* What you need to do
Copy every line of the rows below verbatim, leaving nothing out and changing nothing.

★ ★ ★ ★

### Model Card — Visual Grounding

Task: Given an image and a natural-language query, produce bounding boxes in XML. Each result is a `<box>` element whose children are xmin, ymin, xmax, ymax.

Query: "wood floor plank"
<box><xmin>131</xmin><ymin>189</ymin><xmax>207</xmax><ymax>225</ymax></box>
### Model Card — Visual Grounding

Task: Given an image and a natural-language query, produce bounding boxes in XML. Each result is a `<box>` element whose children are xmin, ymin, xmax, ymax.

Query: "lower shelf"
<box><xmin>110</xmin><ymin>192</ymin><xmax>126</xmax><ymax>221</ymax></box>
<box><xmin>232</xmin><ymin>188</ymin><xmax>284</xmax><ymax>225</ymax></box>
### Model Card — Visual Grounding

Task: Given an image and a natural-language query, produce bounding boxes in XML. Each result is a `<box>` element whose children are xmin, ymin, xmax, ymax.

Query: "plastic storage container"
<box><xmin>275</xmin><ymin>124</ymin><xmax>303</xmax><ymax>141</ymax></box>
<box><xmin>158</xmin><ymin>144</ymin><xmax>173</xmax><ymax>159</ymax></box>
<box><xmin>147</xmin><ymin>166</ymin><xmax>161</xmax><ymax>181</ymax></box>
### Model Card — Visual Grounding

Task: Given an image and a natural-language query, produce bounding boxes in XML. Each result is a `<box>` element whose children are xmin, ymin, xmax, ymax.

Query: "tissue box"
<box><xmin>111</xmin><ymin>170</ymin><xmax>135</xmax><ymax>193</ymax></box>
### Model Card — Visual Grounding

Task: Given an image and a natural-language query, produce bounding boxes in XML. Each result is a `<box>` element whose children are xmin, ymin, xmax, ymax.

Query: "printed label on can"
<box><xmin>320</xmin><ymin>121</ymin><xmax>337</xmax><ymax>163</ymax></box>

★ ★ ★ ★

* Response to the exercise
### Model Card — Visual Grounding

Task: Given an image and a natural-language query, produce bounding boxes in XML. Each result is a `<box>` element whose children are xmin, ymin, xmax, ymax.

Query: "wood floor plank"
<box><xmin>131</xmin><ymin>189</ymin><xmax>207</xmax><ymax>225</ymax></box>
### Model Card — Visual Grounding

Task: Given an image and a natural-language query, produce bounding boxes in XML. Each result is a `<box>` element whose children are xmin, ymin, xmax, ymax.

Query: "lower shelf"
<box><xmin>110</xmin><ymin>192</ymin><xmax>126</xmax><ymax>221</ymax></box>
<box><xmin>232</xmin><ymin>188</ymin><xmax>284</xmax><ymax>225</ymax></box>
### Model Card — Visual Grounding

Task: Given an image and a natural-language query, produce bounding boxes in XML. Each result is a `<box>` element whose children are xmin, ymin, xmax, ymax.

Query: "plastic storage container"
<box><xmin>275</xmin><ymin>124</ymin><xmax>303</xmax><ymax>141</ymax></box>
<box><xmin>158</xmin><ymin>144</ymin><xmax>173</xmax><ymax>159</ymax></box>
<box><xmin>147</xmin><ymin>166</ymin><xmax>161</xmax><ymax>181</ymax></box>
### Model Card — Visual Grounding

Task: Given an image and a natural-language query, produce bounding boxes in XML. Each result is a `<box>` element whose children are xmin, ymin, xmax, ymax.

Query: "tissue box"
<box><xmin>111</xmin><ymin>170</ymin><xmax>135</xmax><ymax>193</ymax></box>
### Model Card — Visual Grounding

Task: Given an image and a natural-language query, produce bounding boxes in XML. Each result is a `<box>` element whose children are xmin, ymin, xmax, ymax.

Query: "printed label on can"
<box><xmin>320</xmin><ymin>121</ymin><xmax>337</xmax><ymax>163</ymax></box>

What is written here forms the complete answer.